It's simply not realistic to expect consumers or most small businesses to participate in futures markets. And futures markets sometimes break down with the counterparty failing to deliver. That's not a problem with most commodities but electricity shortages cause real problems.

schiffern a day ago | parent | next [-]

I expect the only viable solution left is to go around the meter using an aggregator like Tesla Autobidder. A large entity consolidates many home batteries as one "virtual" battery, handles the grid futures prediction and dispatching for a cut, and re-distributes a majority of revenue back to the battery owners.

This effectively uses the existing behind-the-meter grid market to make an end-run around current perverse (non-local, non-instantaneous) end-customer pricing schemes.

physicsguy 10 hours ago | parent | prev [-]

They already do - here in the U.K. you can fix your energy price for 12-24 months typically which is a gamble in the future price of energy.

ZeroGravitas 6 hours ago | parent [-]

Though in that case the exact prediction made did come true. Massive gas price increases due to the Ukraine war bankrupted a bunch of businesses selling fixed price energy that they could no longer supply without making unsustainable losses.

(MATERIAL PROVIDED):
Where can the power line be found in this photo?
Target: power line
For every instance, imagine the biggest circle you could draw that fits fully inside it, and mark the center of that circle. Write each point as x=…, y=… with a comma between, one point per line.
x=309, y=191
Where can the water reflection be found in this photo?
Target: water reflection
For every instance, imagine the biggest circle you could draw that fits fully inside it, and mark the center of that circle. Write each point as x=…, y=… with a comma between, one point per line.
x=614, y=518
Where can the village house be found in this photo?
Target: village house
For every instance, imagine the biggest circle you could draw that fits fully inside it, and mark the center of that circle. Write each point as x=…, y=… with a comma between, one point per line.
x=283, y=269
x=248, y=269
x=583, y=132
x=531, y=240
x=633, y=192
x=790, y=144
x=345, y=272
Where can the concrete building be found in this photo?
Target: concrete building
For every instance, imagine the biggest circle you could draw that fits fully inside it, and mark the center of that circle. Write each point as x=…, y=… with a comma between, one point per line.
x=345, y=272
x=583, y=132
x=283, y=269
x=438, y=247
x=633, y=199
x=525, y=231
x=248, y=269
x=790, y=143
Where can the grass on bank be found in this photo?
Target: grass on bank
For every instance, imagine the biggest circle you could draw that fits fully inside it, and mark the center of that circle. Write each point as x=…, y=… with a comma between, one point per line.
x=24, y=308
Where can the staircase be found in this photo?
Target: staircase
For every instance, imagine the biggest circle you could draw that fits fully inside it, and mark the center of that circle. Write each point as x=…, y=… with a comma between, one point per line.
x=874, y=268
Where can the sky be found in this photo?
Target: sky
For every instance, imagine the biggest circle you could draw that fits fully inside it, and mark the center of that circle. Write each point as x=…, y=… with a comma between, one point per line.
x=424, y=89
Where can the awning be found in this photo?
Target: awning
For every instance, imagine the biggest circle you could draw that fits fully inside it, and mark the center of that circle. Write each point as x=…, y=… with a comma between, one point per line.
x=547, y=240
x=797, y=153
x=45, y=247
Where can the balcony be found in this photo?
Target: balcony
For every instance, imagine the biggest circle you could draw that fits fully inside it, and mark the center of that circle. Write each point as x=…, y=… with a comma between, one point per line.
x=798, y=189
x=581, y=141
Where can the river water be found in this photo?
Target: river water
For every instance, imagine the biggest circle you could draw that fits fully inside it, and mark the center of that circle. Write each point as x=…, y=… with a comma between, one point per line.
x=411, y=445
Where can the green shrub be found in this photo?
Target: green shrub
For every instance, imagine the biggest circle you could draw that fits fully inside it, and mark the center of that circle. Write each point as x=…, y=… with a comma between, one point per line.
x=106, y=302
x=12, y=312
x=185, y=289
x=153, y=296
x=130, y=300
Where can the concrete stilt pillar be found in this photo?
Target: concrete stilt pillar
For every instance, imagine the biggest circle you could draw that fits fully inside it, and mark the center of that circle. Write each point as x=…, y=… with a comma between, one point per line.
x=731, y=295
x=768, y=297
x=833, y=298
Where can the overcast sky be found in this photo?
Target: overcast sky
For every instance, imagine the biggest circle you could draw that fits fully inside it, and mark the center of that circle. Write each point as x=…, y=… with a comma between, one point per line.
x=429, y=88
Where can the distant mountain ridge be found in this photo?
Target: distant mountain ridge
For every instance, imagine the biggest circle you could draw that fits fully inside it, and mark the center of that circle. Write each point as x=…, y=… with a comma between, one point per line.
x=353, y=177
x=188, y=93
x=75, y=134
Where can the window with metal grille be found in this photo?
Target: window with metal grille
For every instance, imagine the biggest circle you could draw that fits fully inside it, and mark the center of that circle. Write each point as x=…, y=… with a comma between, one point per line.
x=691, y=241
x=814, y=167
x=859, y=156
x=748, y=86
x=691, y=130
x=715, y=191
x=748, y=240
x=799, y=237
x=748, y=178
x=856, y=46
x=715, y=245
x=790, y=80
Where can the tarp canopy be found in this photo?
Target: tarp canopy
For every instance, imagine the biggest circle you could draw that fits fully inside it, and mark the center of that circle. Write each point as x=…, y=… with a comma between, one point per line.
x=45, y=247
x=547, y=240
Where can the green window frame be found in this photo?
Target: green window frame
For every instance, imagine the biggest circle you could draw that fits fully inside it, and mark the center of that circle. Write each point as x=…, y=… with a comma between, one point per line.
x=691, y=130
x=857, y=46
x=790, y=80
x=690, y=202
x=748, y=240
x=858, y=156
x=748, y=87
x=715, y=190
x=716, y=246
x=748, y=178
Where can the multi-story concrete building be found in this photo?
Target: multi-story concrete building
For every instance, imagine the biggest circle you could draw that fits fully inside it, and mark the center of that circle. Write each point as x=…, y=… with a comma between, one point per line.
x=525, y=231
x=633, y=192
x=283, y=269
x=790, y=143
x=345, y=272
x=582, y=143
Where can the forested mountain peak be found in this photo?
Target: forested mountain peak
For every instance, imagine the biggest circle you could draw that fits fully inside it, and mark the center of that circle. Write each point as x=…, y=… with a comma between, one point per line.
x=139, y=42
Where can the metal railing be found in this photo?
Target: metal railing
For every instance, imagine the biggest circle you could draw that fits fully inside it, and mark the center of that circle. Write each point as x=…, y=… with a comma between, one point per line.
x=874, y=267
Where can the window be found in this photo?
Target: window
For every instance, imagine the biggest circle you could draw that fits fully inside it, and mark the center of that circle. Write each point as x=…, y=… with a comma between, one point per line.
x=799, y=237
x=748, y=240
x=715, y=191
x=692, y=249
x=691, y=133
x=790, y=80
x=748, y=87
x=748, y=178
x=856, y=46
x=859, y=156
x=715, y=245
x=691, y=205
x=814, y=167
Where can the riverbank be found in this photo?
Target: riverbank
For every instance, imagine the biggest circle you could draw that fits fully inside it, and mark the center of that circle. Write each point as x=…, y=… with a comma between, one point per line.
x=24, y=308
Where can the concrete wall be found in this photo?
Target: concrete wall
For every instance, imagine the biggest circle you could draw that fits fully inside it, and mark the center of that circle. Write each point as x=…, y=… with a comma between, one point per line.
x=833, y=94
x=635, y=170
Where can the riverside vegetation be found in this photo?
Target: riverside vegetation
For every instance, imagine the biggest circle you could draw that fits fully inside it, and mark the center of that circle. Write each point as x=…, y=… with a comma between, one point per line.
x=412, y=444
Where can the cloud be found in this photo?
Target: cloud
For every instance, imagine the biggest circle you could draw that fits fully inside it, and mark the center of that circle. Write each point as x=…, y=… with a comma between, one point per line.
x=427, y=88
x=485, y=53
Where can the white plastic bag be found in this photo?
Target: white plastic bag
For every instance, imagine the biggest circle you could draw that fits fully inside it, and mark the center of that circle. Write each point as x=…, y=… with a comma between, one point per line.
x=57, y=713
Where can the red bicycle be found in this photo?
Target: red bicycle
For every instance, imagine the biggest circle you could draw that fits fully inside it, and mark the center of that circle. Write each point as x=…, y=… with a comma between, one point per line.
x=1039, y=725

(WORK INSTRUCTIONS):
**1)** Decide whether each statement below agrees with the energy-pricing discussion. Answer yes or no for each and quote the words of the discussion that decide it.
(a) In the U.K., energy prices can typically be fixed for 12 to 24 months.
(b) Electricity shortages are described as no more troublesome than shortages of most commodities.
(c) The aggregator described keeps the majority of the revenue for itself.
**2)** Transcribe the part of the energy-pricing discussion between "This effectively uses" and "making unsustainable losses.", inclusive.
**3)** Write the next part of the energy-pricing discussion, starting after its final sentence.

(WRITTEN RESPONSES):
**1)**
(a) Yes: "here in the U.K. you can fix your energy price for 12-24 months typically"
(b) No: "That's not a problem with most commodities but electricity shortages cause real problems."
(c) No: "re-distributes a majority of revenue back to the battery owners."

**2)**
This effectively uses the existing behind-the-meter grid market to make an end-run around current perverse (non-local, non-instantaneous) end-customer pricing schemes.

physicsguy 10 hours ago | parent | prev [-]

They already do - here in the U.K. you can fix your energy price for 12-24 months typically which is a gamble in the future price of energy.

ZeroGravitas 6 hours ago | parent [-]

Though in that case the exact prediction made did come true. Massive gas price increases due to the Ukraine war bankrupted a bunch of businesses selling fixed price energy that they could no longer supply without making unsustainable losses.

**3)**
Various government interventions followed but they were so bad you might assume that they were more interested in ensuring their mates in the gas industry made high profits than protecting the nation from the fallout.

blitzar 3 hours ago | parent [-]

I suspect the real failure mode was around the price cap. Utilities should have been hedging against wholesale prices raising above the cap for a sustained period of time as occured. Net-net the result is the same and the cents in the dollar saved when prices were normal / stable were long gone when prices went much higher. (Note in the UK at least we have been in payback for a long time now with customer pricing at the cap and wholesale typically much much lower)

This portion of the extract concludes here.